TEXT BLOCK —
— Begin —
Young, In re, 93-2267

Decision Date27 June 1996
Docket NumberNo. 93-2267,93-2267
Citation82 F.3d 1407
PartiesIn re Bruce YOUNG; In re Nancy Young. Julia A. CHRISTIANS, Appellee, United States of America, Intervenor, v. CRYSTAL EVANGELICAL FREE CHURCH, Appellant. Christian Legal Society; The National Association of Evangelicals; Americans United for Separation of Church and State; Concerned Women for America; The Baptist Joint Committee on Public Affairs; The Southern Baptist Convention; The General Conference of Seventh-Day Adventists; The Evangelical Luthern Church in America, Amicus Curiae. United States Senator Orrin G. Hatch; The Church of Jesus Christ of Latter-Day Saints; Catholic League for Religious and Civil Rights; Traditional Values Coalition; Worldwide Church of God, Amicus Curiae.
CourtU.S. Court of Appeals — Eighth Circuit

Appeal from the United States District Court for the District of Minnesota; Harry H. MacLaughlin, Judge.

Kenneth Corey-Edstrom, Brooklyn Center, MN, argued, for appellant.

Douglas Laycock, Austin, TX, argued, for amici curiae.

Richard Thomas Thomson, Minneapolis, MN, argued, for appellee.

Before McMILLIAN and MAGILL, Circuit Judges, and BOGUE, * District Judge.

McMILLIAN, Circuit Judge.
— End —
(Stored data)
— Begin —
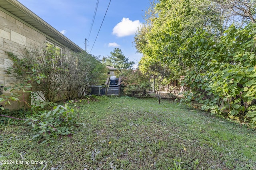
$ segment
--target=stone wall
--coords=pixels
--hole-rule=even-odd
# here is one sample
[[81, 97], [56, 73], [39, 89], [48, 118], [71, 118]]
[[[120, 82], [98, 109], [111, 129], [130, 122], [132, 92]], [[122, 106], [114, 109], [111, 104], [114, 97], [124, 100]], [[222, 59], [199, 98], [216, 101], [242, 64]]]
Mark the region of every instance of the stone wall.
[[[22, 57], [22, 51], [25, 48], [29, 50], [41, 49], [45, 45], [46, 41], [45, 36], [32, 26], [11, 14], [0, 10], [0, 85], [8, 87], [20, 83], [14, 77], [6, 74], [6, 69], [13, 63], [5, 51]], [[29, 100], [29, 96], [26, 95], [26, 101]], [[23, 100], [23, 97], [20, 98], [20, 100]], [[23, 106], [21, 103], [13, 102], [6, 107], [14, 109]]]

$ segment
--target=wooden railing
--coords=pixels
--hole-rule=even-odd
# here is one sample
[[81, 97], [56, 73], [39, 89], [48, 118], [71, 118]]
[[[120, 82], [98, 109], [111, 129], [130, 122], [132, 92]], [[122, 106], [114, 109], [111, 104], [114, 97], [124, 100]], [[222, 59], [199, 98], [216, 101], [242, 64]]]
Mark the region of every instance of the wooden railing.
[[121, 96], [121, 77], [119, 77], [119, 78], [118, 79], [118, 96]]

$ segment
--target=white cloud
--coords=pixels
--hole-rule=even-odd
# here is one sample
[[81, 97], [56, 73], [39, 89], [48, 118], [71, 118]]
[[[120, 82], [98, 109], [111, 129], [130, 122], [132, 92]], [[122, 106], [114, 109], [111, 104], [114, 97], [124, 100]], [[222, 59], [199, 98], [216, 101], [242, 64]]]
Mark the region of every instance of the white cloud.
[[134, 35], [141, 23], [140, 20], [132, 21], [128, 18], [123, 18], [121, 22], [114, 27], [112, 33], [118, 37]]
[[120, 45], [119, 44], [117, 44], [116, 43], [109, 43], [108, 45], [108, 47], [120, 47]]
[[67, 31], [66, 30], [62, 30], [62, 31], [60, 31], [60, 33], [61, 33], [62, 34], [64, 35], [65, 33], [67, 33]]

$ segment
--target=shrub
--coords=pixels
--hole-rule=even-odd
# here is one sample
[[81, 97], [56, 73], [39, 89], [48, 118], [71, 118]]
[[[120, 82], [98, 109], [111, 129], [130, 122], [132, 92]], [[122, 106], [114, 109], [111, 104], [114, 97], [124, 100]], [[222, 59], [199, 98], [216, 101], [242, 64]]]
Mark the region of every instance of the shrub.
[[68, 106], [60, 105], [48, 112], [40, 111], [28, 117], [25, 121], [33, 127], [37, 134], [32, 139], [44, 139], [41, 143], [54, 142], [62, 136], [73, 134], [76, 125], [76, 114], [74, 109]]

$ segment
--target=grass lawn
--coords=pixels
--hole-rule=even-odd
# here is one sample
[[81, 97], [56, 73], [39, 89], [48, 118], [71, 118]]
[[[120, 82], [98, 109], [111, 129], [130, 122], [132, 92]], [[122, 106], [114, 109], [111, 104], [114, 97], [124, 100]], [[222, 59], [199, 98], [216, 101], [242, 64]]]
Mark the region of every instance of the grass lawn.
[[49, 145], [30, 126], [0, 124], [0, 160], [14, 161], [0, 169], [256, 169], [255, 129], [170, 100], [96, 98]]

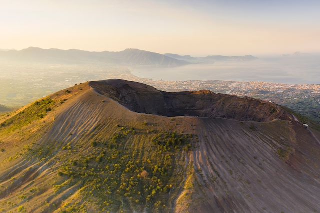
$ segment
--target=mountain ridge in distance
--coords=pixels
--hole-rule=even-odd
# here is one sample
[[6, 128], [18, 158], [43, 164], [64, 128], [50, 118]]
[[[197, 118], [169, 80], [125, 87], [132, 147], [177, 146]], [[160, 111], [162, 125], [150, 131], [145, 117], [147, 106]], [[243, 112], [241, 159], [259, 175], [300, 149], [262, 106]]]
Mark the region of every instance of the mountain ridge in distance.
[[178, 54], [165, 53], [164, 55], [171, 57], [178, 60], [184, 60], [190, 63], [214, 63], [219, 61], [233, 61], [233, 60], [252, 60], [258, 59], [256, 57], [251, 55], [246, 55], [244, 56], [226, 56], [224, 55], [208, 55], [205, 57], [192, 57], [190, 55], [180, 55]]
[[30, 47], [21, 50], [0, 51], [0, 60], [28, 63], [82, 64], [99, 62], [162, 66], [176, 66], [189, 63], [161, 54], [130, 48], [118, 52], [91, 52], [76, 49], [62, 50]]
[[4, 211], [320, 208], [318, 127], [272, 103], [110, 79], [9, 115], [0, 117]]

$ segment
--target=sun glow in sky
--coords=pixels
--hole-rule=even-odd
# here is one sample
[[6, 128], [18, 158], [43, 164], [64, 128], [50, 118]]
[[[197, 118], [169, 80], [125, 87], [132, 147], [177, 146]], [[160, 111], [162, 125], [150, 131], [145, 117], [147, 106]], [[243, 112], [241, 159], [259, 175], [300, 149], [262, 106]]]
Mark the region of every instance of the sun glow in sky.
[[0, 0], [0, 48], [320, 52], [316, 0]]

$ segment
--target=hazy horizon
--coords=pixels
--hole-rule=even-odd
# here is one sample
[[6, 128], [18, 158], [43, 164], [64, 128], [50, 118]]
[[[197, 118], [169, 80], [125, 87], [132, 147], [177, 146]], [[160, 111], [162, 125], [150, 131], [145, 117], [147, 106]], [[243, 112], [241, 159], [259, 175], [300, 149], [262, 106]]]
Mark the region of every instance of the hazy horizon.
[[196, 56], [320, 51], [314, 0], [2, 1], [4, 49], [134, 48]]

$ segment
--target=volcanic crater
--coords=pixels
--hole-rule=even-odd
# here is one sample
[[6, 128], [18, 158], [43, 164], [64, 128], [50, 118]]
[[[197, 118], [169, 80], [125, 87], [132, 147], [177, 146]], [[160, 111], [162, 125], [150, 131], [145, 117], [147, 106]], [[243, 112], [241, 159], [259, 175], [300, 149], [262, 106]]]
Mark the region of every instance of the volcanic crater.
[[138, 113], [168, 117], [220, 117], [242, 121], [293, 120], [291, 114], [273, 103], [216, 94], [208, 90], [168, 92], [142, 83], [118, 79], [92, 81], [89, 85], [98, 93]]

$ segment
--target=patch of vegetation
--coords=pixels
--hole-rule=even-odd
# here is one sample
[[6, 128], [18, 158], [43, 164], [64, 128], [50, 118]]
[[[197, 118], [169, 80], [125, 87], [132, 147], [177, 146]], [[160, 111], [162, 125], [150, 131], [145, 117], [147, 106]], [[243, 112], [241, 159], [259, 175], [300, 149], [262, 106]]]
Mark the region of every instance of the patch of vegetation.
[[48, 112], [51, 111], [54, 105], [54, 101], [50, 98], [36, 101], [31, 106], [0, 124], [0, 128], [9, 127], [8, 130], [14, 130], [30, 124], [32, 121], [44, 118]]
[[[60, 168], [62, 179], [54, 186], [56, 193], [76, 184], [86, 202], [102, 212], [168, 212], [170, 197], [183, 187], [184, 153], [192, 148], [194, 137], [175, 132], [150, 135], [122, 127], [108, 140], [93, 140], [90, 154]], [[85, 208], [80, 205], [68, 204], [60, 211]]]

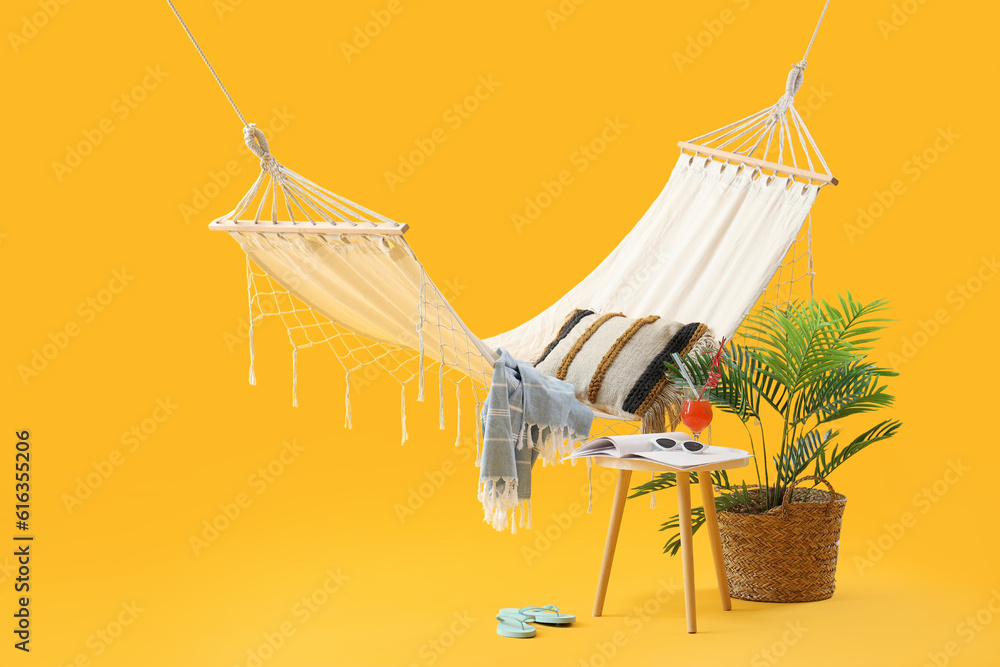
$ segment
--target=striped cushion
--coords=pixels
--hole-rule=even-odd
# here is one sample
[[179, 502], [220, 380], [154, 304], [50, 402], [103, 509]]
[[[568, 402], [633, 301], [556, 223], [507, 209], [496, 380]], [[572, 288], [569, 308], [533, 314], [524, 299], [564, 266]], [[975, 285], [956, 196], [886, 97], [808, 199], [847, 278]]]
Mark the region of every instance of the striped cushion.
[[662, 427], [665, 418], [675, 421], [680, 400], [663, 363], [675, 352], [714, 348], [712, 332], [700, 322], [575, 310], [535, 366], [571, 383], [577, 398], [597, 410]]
— End —
AIM —
Translate this sentence from the court case header into Spanish: "Kenneth Corey-Edstrom, Brooklyn Center, MN, argued, for appellant." None of the entries have any bearing on the task.

REPLY TO THE TASK —
Kenneth Corey-Edstrom, de Brooklyn Center, MN, presentó los argumentos orales en representación del apelante.